JOB:
Copy out, without any change, the lines of the items below from the line containing "Expected: for each instance of the raised" up to and including the final line of the items.

RECORDS:

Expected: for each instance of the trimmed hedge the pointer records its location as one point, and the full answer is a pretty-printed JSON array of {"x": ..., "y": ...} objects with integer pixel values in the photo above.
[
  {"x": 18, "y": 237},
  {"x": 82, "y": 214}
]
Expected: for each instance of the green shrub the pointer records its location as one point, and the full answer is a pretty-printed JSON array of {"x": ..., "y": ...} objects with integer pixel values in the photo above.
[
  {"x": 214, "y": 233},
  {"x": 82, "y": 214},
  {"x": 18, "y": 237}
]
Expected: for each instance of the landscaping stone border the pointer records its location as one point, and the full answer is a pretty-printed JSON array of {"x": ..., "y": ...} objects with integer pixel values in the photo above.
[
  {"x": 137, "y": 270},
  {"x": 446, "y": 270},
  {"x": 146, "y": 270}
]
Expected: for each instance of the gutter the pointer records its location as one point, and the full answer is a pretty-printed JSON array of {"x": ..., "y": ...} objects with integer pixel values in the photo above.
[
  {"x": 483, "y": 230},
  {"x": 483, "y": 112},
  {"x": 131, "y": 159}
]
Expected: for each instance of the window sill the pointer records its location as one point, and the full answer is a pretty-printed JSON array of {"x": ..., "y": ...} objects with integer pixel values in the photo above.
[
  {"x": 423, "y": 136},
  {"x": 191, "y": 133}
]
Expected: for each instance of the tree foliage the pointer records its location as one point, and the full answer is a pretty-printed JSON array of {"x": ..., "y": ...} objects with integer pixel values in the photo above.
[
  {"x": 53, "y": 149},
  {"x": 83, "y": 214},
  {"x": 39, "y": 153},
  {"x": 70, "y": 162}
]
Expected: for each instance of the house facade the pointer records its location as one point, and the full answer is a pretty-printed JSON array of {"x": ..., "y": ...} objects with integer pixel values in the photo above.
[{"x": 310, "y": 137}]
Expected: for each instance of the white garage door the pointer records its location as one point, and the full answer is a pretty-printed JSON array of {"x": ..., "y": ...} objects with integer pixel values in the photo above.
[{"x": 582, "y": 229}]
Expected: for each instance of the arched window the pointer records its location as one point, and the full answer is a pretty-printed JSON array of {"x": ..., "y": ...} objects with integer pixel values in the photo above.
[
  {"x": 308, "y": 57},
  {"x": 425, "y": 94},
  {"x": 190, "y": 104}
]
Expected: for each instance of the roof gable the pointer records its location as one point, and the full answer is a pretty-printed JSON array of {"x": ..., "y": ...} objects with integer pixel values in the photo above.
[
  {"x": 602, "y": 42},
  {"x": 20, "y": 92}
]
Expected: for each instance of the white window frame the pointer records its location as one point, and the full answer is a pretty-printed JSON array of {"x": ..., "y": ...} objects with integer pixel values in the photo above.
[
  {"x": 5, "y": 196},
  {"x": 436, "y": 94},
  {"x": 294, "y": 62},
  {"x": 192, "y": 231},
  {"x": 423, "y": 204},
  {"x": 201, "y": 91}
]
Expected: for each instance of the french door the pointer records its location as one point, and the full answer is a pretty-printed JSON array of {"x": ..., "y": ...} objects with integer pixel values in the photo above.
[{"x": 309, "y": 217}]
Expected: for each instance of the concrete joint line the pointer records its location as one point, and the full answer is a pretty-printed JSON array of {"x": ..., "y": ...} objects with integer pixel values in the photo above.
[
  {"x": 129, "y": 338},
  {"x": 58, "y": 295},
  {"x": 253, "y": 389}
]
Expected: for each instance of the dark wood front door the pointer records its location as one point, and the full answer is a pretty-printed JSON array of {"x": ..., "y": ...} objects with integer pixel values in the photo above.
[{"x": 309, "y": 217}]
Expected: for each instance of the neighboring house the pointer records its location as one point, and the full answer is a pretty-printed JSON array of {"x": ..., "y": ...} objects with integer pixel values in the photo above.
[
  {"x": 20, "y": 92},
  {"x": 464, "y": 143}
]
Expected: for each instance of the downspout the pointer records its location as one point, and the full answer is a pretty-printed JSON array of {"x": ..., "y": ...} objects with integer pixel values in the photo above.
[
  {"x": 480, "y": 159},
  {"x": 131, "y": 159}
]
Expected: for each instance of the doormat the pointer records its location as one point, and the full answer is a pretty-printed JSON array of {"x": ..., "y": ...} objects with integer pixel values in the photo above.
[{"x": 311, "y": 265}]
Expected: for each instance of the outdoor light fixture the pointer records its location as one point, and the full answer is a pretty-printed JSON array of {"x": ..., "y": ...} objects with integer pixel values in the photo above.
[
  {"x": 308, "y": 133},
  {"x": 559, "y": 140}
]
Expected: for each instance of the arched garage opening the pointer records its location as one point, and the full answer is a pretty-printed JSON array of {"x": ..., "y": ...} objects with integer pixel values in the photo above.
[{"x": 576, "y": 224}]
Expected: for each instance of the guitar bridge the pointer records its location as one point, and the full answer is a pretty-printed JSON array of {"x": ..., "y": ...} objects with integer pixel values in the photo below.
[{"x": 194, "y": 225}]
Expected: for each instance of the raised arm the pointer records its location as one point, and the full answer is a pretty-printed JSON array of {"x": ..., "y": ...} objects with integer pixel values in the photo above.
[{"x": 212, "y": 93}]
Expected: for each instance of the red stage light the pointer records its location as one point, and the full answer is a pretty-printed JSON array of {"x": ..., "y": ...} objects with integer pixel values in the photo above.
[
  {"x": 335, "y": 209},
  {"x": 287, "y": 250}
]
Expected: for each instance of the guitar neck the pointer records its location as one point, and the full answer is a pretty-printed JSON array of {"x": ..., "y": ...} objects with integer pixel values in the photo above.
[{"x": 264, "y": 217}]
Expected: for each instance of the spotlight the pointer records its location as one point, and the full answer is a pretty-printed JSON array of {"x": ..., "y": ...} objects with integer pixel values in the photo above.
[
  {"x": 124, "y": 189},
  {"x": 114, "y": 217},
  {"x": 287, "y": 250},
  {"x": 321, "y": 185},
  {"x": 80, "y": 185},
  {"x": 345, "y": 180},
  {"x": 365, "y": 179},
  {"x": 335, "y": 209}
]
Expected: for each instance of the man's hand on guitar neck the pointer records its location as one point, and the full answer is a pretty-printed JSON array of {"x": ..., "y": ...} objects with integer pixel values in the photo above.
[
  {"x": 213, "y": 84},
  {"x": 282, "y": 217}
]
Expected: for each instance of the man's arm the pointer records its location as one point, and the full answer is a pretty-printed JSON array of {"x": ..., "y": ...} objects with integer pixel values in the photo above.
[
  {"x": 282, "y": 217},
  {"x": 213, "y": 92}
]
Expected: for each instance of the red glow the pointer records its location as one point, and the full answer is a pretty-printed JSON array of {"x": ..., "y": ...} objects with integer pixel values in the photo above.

WRITTEN SOLUTION:
Expected: for each instance of the raised arm the pointer records its location as one point, and the full answer is a pretty-printed JSON array of {"x": ..., "y": ...} objects with integer pixel values in the photo above.
[{"x": 212, "y": 93}]
Expected: for each instance of the red stage light the pointer records its location as one point, and the full answer is a pretty-printed JSON array of {"x": ..., "y": ...} objects with integer pixel values in the photo above.
[
  {"x": 335, "y": 209},
  {"x": 287, "y": 250}
]
Expected: for each instance of the guitar neck the pointer records its location as one point, and the full answer is a pretty-printed JSON array of {"x": ..., "y": ...} objects with integer pixel values in the photo above.
[{"x": 264, "y": 217}]
Expected: for each instance of the spotlight the pointer records its location as one point, and the full answer is a pretty-printed JSON array of {"x": ..., "y": ...} objects with integer pixel values in the photo above.
[
  {"x": 124, "y": 189},
  {"x": 114, "y": 217},
  {"x": 287, "y": 250},
  {"x": 321, "y": 185},
  {"x": 80, "y": 185},
  {"x": 345, "y": 180},
  {"x": 365, "y": 179},
  {"x": 335, "y": 209}
]
Expected: for each instance of the man's hand on guitar neck the pointer records its location as one point, and the full answer is a pretty-printed JSON array of {"x": ..., "y": ...} objects with integer pixel values in the photo above.
[
  {"x": 213, "y": 84},
  {"x": 282, "y": 217}
]
Expected: for each instance of the man's arm the pointer records its location as one point, and the full answer is a pretty-printed JSON array of {"x": ..., "y": ...} objects with integer pixel values in the photo above.
[
  {"x": 282, "y": 217},
  {"x": 213, "y": 92}
]
Expected: for each instance of the red glow the pointer records its location as one point, and the full answer is a pretty-printed JSON array of {"x": ..., "y": ...} objects with integer pixel values in the photo above.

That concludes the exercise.